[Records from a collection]
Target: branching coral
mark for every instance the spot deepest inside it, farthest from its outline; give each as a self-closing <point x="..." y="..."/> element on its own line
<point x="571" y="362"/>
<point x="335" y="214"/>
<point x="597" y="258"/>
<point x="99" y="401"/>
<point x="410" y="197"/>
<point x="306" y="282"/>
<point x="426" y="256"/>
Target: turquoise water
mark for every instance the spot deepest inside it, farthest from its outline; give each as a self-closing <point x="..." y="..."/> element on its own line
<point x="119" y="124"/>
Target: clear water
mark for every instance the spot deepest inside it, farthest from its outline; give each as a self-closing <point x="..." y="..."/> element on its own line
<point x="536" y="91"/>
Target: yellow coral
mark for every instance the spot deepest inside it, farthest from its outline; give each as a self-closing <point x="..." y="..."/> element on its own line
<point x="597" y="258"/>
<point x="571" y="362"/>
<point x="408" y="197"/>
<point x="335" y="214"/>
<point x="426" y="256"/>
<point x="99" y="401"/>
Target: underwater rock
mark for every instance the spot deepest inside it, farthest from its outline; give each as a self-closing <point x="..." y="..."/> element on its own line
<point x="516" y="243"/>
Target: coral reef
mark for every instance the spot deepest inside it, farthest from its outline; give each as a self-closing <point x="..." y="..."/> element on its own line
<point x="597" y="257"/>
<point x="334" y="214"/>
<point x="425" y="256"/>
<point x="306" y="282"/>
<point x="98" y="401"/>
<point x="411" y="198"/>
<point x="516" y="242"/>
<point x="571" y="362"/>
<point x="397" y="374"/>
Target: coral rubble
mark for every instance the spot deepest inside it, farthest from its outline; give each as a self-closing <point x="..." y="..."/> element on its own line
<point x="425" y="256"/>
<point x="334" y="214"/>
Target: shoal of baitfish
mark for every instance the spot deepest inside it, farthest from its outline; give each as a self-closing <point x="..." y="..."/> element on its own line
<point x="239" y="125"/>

# YOUR OBJECTIVE
Return each line above where the word "Target" shows up.

# EXERCISE OUTPUT
Target: branching coral
Target: turquoise water
Target: clear water
Target: yellow coral
Target: underwater rock
Target: coral reef
Target: coral rubble
Target: shoal of baitfish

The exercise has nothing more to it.